DATA PROVIDED.

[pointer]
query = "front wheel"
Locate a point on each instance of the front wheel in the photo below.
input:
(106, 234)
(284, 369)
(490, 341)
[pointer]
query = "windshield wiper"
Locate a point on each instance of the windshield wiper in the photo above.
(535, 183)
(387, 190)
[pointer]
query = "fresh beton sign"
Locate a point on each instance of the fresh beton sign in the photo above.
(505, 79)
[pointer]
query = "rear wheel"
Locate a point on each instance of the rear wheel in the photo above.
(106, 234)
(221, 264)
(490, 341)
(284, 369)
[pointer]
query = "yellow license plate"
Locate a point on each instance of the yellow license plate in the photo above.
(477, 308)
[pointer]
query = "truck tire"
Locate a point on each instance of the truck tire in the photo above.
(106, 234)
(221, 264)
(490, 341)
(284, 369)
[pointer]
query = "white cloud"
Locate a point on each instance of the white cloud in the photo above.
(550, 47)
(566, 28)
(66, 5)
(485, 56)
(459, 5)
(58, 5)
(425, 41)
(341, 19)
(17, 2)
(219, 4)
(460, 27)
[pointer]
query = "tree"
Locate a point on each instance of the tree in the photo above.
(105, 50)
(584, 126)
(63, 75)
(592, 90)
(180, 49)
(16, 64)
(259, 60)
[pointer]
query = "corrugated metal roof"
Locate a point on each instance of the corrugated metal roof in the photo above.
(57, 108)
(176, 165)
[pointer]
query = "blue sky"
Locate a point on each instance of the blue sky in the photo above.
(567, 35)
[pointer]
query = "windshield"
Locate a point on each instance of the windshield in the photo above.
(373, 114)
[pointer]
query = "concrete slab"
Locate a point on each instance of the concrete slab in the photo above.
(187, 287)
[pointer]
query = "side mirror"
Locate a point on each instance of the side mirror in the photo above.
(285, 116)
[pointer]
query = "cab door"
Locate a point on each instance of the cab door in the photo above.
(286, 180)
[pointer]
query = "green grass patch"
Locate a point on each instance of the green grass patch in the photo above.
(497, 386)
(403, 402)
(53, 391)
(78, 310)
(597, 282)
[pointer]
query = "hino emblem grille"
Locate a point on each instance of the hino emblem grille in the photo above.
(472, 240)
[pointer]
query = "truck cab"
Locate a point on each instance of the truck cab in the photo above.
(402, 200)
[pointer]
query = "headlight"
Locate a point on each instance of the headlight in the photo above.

ASSIGNED TASK.
Using the data above, return each line that includes the word "headlight".

FINAL ANSWER.
query = "headlight"
Locate a point on each instance of the headlight in the photo above.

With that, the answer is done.